SHORT TASK 1: Translate this sentence from the post on badass lines of poetry into French: "Although good books rarely make good movies, some poems can make for great songs."
SHORT TASK 2: Carry on the post about badass lines of poetry, picking up after its final line.

begin SOURCE PASSAGE

Badass Lines of Poetry

I love lines of poetry that just kick ass. Not all great poems include a line that is outstanding just by itself in a knock-you-out kind of way. Many great poems are constructed on interlocking lines in which no one particular line has a starring role. But no matter what kind of poetry I’ve been into at any given point in my life, I’ve always had a soft spot for the kind of poem that has a line that just bowls you over — even if the rest of the lines are extremely good as well. You probably know what I’m talking about — the same thing happens more audibly in song lyrics, and usually that great line is the hook of the song. James Wright’s poem “Lying in a Hammock at William Duffy’s Farm in Pine Island, Minnesota” is one example of this sort of technique. The poem lulls along at its leisurely pace, and then a final line out of right field bam: “I have wasted my life.”

One that’s been on my mind is perhaps Neruda’s most famous line from his most famous collection. “Me gustas cuando callas porque estás como ausente”. I don’t want to take away from the rest of the poem, which is just beautiful. It’s one of the first poems that taught me about the impossibility of translation because, in part, of the importance of sound and rhythm. But I’ve never found a translation of that line that does it any justice, and I’m not sure it’s possible.

Although good books rarely make good movies, some poems can make for great songs. If you haven’t heard it yet, check out this Brazilian Girls take on “Me gustas cuando callas”.

And here’s the text of the poem:

Me gustas cuando callas

Me gustas cuando callas porque estás como ausente,
y me oyes desde lejos, y mi voz no te toca.
Parece que los ojos se te hubieran volado
y parece que un beso te cerrara la boca.

Como todas las cosas están llenas de mi alma
emerges de las cosas, llena del alma mía.
Mariposa de sueño, te pareces a mi alma,
y te pareces a la palabra melancolía.

Me gustas cuando callas y estás como distante.
Y estás como quejándote, mariposa en arrullo.
Y me oyes desde lejos, y mi voz no te alcanza:
Déjame que me calle con el silencio tuyo.

Déjame que te hable también con tu silencio
claro como una lámpara, simple como un anillo.
Eres como la noche, callada y constelada.
Tu silencio es de estrella, tan lejano y sencillo.

Me gustas cuando callas porque estás como ausente.
Distante y dolorosa como si hubieras muerto.
Una palabra entonces, una sonrisa bastan.
Y estoy alegre, alegre de que no sea cierto.

end SOURCE PASSAGE
begin MATERIAL SUPPLIED

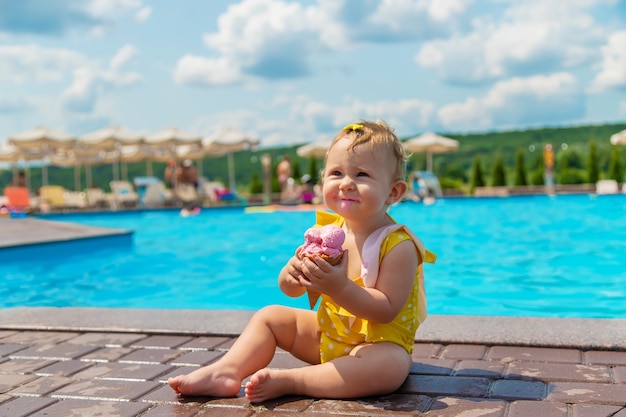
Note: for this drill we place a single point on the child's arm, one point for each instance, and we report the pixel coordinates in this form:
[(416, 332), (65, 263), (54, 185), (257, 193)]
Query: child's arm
[(380, 304)]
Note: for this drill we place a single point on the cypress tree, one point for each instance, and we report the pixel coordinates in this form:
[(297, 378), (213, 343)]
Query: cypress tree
[(477, 175), (520, 168), (592, 163), (615, 166), (499, 176)]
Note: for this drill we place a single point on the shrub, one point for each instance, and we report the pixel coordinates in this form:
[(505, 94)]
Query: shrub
[(499, 176)]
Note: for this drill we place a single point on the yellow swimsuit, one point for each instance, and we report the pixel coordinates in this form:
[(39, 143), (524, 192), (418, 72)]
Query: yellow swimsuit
[(342, 331)]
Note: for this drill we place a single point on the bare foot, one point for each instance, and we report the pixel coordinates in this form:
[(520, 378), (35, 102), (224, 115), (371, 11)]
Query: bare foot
[(206, 381), (267, 384)]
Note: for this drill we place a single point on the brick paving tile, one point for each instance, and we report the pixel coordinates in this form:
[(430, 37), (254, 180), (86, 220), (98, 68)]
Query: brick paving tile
[(426, 350), (107, 354), (605, 358), (8, 382), (9, 348), (84, 408), (111, 389), (117, 370), (594, 410), (41, 386), (151, 356), (162, 342), (38, 338), (619, 373), (575, 392), (55, 352), (523, 353), (558, 372), (533, 408), (107, 339), (63, 368), (197, 357), (24, 406), (124, 375), (205, 343), (464, 352), (20, 366)]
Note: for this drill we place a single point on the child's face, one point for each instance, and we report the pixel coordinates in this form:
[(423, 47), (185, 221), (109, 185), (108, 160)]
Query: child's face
[(358, 181)]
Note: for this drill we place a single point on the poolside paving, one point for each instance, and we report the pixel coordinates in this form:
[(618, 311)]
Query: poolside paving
[(67, 362), (64, 362)]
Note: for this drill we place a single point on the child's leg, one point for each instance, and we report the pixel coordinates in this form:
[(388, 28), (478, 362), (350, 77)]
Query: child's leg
[(370, 369), (288, 328)]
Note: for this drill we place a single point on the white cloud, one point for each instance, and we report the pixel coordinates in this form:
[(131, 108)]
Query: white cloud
[(27, 63), (143, 14), (530, 40), (192, 69), (519, 101), (612, 72), (276, 39), (89, 81)]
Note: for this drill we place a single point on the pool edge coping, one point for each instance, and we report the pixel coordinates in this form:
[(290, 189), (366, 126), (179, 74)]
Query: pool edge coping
[(579, 333)]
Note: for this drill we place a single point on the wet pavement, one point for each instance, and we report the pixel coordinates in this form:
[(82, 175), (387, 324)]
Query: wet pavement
[(71, 362), (64, 362)]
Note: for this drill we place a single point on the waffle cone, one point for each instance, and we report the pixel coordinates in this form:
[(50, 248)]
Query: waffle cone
[(333, 260)]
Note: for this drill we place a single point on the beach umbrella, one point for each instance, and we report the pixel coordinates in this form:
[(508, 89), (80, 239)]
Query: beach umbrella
[(163, 145), (43, 142), (316, 149), (619, 138), (226, 142), (431, 143), (110, 139)]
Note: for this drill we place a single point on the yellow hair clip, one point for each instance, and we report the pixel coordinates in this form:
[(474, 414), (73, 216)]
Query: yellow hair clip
[(353, 127)]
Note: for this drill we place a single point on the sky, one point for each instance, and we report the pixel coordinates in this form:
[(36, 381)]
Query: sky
[(291, 72)]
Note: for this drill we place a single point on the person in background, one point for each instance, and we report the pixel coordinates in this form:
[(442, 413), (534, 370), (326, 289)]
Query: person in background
[(171, 173), (307, 191), (360, 340), (189, 174), (19, 180), (283, 172)]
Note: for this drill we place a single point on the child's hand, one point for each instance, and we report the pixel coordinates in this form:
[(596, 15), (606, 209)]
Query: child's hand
[(291, 277), (323, 277)]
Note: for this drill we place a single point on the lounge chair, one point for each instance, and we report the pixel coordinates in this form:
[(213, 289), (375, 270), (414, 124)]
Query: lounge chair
[(153, 193), (97, 198), (124, 195), (186, 193), (607, 187), (214, 192), (52, 196), (17, 200)]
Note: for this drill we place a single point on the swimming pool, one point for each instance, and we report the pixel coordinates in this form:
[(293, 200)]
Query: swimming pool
[(561, 256)]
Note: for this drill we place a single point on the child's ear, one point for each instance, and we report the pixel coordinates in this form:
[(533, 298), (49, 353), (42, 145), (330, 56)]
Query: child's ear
[(398, 189)]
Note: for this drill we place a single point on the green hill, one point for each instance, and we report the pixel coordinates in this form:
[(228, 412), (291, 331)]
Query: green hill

end MATERIAL SUPPLIED

RIGHT ANSWER 1: Bien que les bons livres fassent rarement de bons films, certains poèmes peuvent donner d'excellentes chansons.

RIGHT ANSWER 2:
The other one that’s been with me for a long time is “Verrà la morte e avrà i tuoi occhi” from the eponymous poem by Cesare Pavese. I think English is kinder to this phrase than to the Neruda line, so I’m willing to let a translation out. “Death will come and she will have your eyes.” Much like the Neruda poem, it’s the opening line, in contrast to Wright’s final line being the kicker. But it’s a heck of a way to open up a love poem. And both Neruda and Pavese know they have killers lines on their hands, and you can see it in the way they reuse them in slightly altered contexts. Pavese revisits the title line after setting it up with a flat restatement: “Per tutti la morte ha uno sguardo.” “For everyone death has a gaze.” But then comes the repetition: “Verrà la morte e avrà i tuoi occhi.” “Death will come and she will have your eyes.” There is so much more immediacy to the title line than the set up, and this is what gives it part of its power — much in the same way that a baseball hitter gets his power by transferring his weight from his back foot to his front foot.

Video and reading of the poem here:

Verrà la morte e avrà i tuoi occhi

Verrà la morte e avrà i tuoi occhi.
questa morte che ci accompagna
dal mattino alla sera, insonne,
sorda, come un vecchio rimorso
o un vizio assurdo. I tuoi occhi
saranno una vana parola,
un grido taciuto, un silenzio.
Così li vedi ogni mattina
quando su te sola ti pieghi
nello specchio. O cara speranza,
quel giorno sapremo anche noi
che sei la vita e sei il nulla

Per tutti la morte ha uno sguardo.
Verrà la morte e avrà i tuoi occhi.
Sarà come smettere un vizio,
come vedere nello specchio
riemergere un viso morto,
come ascoltare un labbro chiuso.
Scenderemo nel gorgo muti.

I invite you to share your examples of badass lines of poetry below.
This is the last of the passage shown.